---------- Provided records
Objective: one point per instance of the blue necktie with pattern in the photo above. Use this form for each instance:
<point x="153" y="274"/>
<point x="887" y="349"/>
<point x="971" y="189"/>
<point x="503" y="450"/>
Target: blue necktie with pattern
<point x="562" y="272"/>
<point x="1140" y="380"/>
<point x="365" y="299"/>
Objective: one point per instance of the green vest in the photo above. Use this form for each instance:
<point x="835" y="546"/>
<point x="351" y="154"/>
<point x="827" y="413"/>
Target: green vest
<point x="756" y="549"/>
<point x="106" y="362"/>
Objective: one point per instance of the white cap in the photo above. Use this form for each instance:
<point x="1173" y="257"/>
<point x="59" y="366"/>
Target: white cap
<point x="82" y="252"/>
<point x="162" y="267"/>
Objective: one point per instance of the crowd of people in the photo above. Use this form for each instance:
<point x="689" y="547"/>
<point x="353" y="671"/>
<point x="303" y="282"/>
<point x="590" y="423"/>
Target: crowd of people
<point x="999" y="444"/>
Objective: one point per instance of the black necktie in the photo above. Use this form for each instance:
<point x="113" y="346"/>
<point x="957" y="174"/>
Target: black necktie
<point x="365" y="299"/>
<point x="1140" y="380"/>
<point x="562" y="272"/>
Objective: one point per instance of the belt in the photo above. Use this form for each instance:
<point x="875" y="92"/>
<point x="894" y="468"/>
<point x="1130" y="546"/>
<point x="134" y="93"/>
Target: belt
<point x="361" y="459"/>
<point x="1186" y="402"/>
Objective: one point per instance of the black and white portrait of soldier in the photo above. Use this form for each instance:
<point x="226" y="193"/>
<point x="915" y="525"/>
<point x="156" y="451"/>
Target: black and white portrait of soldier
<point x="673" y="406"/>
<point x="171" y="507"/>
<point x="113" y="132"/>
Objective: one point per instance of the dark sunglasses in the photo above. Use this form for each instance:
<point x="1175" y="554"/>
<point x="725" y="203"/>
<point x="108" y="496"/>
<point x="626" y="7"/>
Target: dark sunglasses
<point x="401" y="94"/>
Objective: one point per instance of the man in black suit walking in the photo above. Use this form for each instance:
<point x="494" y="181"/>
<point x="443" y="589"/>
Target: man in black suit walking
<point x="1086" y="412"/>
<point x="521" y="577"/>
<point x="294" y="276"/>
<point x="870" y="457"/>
--------------------
Repeat the material above verbatim, beginning at the line that contains "Objective: one point per instance of the black and" and stopping after the line that contains "Target: black and white portrait of soldier".

Objective: one point per instance of the black and white portrait of soldier in the photo above. Use this form for each instance:
<point x="226" y="193"/>
<point x="915" y="525"/>
<point x="156" y="451"/>
Target: black and white portrait of soldier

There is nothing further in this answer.